• **SELECTED EXTRACT**:
-------------------------

Key Error, custom pytorch dataset class

Hi all experts,

I’m new to pytorch and I’ve got a KEY ERROR issue below: Please help me solve it.

I have a created custom dataset class to access category columns for embedding and numerical columns separately, but I get key error when I try to iterate through elements of the data. Please see my code below:

class LoanDataset(Dataset):

def __init__(self, X, Y, emb_cols):
    X = X.copy()
    self.X1 = X.loc[:,emb_cols].copy().values.astype(np.int64) #categorical columns
    self.X2 = X.drop(columns=emb_cols).copy().values.astype(np.float32) #numerical columns
    self.y = Y
def __len__(self):
    return len(self.y)

def __getitem__(self, idx):
    return self.X1[idx], self.X2[idx], self.y[idx]

Next, I apply this to my x_train and x_test data like so:

train_ds = LoanDataset(x_train, y_train, emb_cols)

test_ds = LoanDataset(x_test, y_test, emb_cols)

batch_size = 64
traindl = DataLoader(x_train, batch_size=batch_size,shuffle=True)
testdl = DataLoader(x_test, batch_size=batch_size,shuffle=True)

I try to view elements of the train_ds with code below and get I key error:1

i = 1
for X1, X2, y in train_ds:
print(‘batch_num:’, i)

-------------------------

• **PROVIDED INFORMATION**:
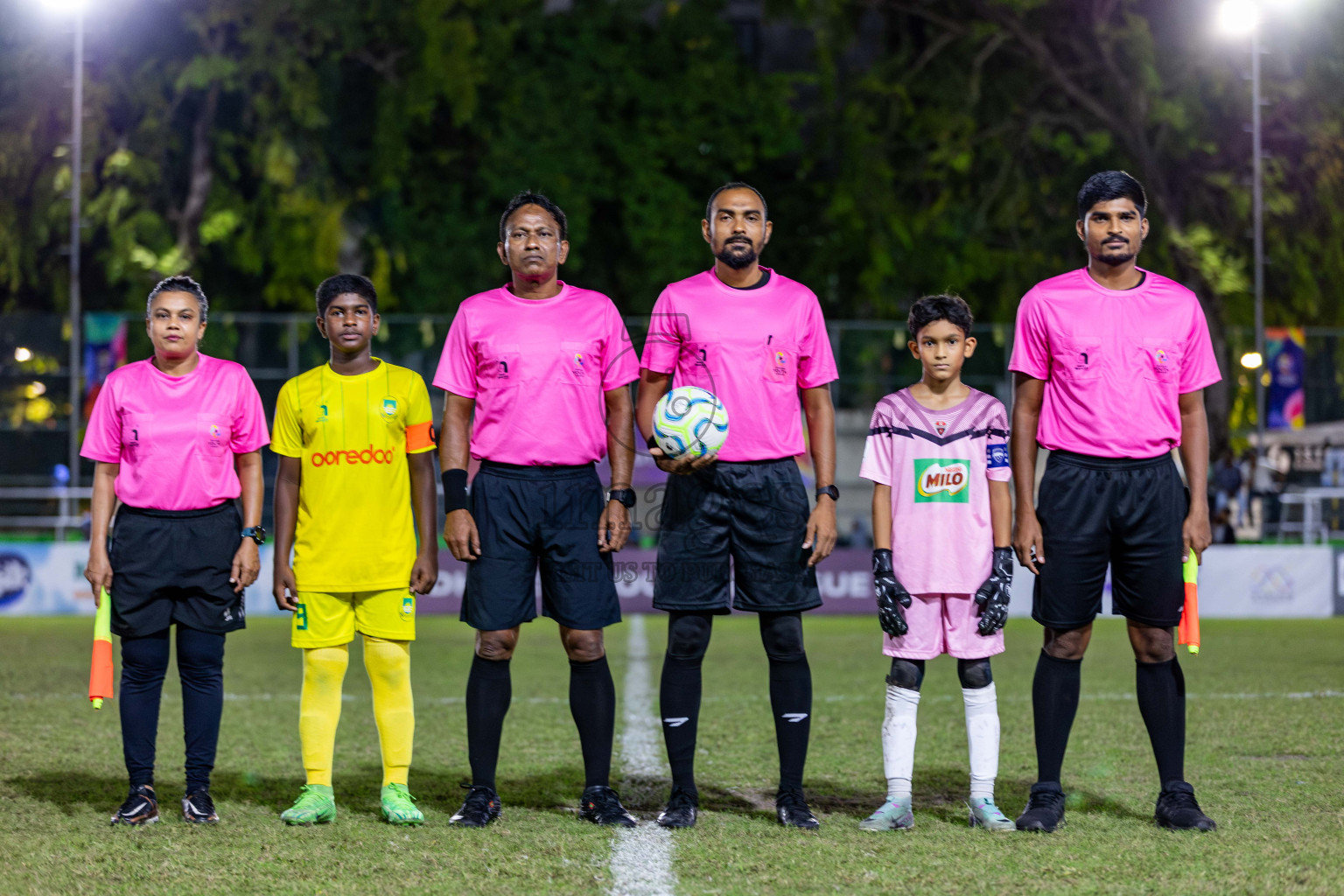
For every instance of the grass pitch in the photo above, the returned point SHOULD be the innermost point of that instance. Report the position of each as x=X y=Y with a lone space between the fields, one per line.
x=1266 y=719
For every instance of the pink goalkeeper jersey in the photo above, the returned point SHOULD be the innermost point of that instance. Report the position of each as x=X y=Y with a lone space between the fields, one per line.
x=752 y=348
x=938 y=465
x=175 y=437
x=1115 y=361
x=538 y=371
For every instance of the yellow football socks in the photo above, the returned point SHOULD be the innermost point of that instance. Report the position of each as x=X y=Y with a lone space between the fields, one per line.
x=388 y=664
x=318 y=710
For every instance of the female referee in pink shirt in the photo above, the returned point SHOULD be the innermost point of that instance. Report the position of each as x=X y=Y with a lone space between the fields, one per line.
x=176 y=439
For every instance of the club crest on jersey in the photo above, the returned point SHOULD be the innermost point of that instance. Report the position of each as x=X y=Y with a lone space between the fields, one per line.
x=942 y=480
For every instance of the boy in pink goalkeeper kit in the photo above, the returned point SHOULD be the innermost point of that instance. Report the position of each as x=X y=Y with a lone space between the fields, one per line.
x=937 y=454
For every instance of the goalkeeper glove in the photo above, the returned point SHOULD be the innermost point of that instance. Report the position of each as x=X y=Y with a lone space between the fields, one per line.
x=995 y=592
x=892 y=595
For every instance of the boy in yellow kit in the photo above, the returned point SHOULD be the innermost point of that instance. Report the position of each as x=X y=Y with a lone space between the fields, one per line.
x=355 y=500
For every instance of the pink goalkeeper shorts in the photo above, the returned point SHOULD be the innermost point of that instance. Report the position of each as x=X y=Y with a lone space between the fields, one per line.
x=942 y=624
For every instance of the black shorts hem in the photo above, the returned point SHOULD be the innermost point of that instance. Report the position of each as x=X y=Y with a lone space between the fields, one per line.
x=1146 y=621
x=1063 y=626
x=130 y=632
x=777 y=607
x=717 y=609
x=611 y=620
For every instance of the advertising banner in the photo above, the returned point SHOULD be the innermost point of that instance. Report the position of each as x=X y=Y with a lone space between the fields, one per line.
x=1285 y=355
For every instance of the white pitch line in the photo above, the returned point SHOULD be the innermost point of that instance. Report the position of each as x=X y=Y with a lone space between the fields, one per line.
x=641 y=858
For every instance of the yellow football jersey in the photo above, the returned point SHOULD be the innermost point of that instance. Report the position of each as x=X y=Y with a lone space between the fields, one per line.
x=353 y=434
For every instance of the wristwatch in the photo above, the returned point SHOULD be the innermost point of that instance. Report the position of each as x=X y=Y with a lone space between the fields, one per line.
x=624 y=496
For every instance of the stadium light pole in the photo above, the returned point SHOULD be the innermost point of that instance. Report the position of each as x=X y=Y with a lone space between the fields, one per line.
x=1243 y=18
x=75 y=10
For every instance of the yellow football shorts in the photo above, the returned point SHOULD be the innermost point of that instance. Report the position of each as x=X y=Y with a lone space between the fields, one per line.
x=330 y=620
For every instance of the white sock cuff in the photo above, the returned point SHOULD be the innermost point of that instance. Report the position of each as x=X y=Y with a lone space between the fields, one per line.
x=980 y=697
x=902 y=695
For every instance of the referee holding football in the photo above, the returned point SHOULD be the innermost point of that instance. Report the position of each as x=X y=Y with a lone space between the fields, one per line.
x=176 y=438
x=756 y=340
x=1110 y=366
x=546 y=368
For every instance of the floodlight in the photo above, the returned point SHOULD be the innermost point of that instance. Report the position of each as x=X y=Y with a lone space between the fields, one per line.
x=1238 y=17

-------------------------

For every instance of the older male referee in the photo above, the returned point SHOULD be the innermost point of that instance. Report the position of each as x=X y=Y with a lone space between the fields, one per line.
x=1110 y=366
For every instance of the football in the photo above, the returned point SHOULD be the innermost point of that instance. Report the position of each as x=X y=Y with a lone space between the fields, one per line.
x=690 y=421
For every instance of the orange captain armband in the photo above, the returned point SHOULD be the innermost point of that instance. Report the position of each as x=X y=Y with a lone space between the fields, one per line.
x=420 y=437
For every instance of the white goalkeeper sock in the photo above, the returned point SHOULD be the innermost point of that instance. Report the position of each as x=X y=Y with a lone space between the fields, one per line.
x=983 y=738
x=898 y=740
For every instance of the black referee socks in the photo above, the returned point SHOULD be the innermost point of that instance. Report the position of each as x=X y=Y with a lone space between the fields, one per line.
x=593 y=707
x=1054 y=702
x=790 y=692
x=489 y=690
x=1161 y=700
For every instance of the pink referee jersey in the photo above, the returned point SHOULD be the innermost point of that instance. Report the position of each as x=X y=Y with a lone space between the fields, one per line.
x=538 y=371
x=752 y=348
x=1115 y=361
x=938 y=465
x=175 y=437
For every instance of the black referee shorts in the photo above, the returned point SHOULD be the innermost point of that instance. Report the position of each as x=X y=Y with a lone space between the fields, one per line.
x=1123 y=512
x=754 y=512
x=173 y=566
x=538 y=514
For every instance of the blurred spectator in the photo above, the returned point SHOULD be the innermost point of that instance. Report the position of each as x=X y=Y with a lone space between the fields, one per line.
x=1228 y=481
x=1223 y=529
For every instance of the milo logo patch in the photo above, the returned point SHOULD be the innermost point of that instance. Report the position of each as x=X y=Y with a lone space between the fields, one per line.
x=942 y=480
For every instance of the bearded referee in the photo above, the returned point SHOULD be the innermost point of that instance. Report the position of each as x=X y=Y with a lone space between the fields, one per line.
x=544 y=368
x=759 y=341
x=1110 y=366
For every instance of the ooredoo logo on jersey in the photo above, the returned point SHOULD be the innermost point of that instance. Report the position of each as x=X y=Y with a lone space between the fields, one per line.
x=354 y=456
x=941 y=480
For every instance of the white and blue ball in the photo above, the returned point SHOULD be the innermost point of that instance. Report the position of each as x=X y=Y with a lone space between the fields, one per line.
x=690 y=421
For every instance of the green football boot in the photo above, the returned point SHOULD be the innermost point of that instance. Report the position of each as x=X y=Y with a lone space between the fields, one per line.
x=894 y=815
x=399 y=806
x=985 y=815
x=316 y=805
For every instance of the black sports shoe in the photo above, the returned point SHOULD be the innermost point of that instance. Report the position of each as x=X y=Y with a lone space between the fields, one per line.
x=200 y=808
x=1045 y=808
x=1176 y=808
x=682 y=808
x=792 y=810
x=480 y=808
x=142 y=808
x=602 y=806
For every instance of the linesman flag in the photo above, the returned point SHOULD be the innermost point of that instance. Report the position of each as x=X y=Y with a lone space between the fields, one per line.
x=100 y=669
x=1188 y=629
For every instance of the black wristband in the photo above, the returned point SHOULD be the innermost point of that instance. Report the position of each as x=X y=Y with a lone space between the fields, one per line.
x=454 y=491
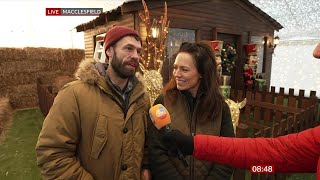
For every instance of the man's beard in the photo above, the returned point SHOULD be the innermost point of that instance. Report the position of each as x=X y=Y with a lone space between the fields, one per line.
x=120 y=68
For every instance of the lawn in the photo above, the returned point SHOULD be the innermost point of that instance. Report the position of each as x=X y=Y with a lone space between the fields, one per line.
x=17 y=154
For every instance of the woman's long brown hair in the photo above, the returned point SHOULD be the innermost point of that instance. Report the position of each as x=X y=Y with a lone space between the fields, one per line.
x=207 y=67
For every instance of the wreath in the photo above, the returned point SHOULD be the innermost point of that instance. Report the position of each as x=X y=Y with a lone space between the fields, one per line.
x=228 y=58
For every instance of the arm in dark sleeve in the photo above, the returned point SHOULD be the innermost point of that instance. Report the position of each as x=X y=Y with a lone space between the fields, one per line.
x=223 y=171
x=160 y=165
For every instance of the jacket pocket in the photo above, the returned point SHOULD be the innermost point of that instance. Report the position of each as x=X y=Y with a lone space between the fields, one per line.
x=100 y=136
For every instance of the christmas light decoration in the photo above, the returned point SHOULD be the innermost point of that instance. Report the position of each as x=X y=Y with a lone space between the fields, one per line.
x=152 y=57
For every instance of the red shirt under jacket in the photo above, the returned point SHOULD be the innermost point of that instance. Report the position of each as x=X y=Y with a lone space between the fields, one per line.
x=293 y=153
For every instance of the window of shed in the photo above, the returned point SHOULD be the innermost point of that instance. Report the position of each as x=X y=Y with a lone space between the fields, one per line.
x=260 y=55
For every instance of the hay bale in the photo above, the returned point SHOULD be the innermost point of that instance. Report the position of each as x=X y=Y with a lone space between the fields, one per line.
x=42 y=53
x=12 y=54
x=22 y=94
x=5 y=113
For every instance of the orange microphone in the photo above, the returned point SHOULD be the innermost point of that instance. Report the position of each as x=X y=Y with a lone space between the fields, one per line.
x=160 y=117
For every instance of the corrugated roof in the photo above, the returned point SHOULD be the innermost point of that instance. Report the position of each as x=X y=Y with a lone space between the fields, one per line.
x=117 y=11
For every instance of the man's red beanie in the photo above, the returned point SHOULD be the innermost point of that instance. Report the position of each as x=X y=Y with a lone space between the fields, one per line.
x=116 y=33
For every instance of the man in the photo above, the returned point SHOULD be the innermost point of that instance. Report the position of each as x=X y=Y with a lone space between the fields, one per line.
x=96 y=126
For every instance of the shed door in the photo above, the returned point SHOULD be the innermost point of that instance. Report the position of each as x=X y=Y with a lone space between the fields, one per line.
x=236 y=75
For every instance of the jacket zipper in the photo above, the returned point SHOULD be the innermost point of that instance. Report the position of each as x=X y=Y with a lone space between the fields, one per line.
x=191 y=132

-------------------------

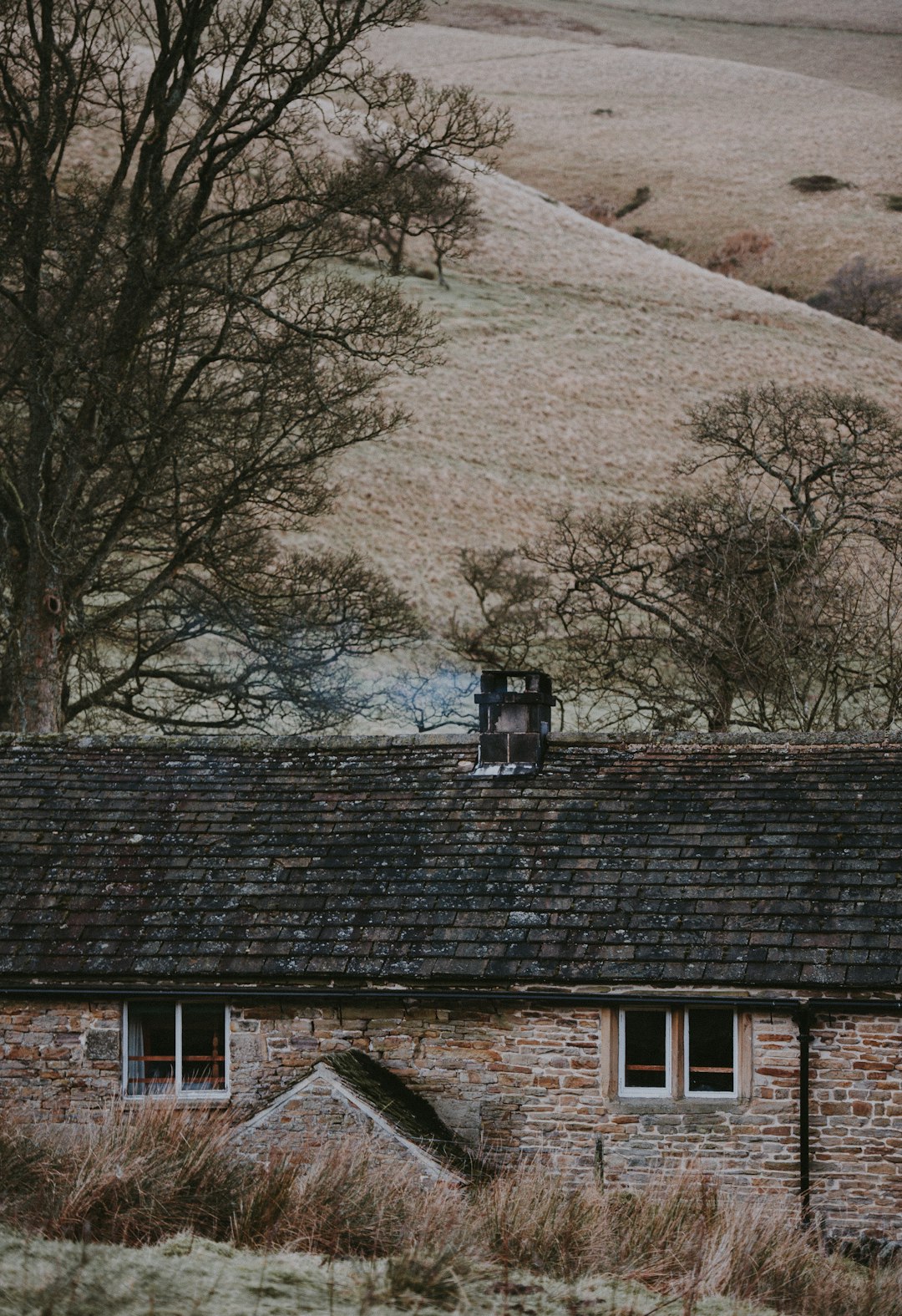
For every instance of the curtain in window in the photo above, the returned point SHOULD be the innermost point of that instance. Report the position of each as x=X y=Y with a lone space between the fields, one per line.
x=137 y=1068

-------------------------

• **WORK INSTRUCTIONS**:
[1] In the PyTorch key error post, what batch size is set for the DataLoaders?
[2] Continue the PyTorch key error post from its last line.

• **SOLVED TASKS**:
[1] 64

[2]
i = i+1

So I tried to view train_ds[1] and I get key error 1 as well. PLEASE HELP. Would appreciate your support, Thanks

It’s a little difficult to see what the exact problem is without knowing what the format of x_train, and y_train, etc. are when creating the dataset. It could just be that Y is a wrapped version of the data. You can check this via len(X1), len(X2), len(Y); if one is length 1 then the data needs to be unwrapped.

1 Like

hi eqy,
len(X1) = len(X2)=len(y) = 34056 samples/rows

x_train and y_train are data frames, created using sklearn train_test_split function

It might be that even if the len (e.g., of Y) is correct, it might not like indexing directly. Can you verify the types of X1, X2, y, to check if something like y.values is needed?

1 Like

Ok, found out that y is a pandas series while X1 and X2 are nd.arrays

1 Like

Right, so you might need something like the .values.astype as done on the other inputs if the dataframe doesn’t support indexing. You can also test indexing each of the self member variables directly to see which one(s) are causing the issue.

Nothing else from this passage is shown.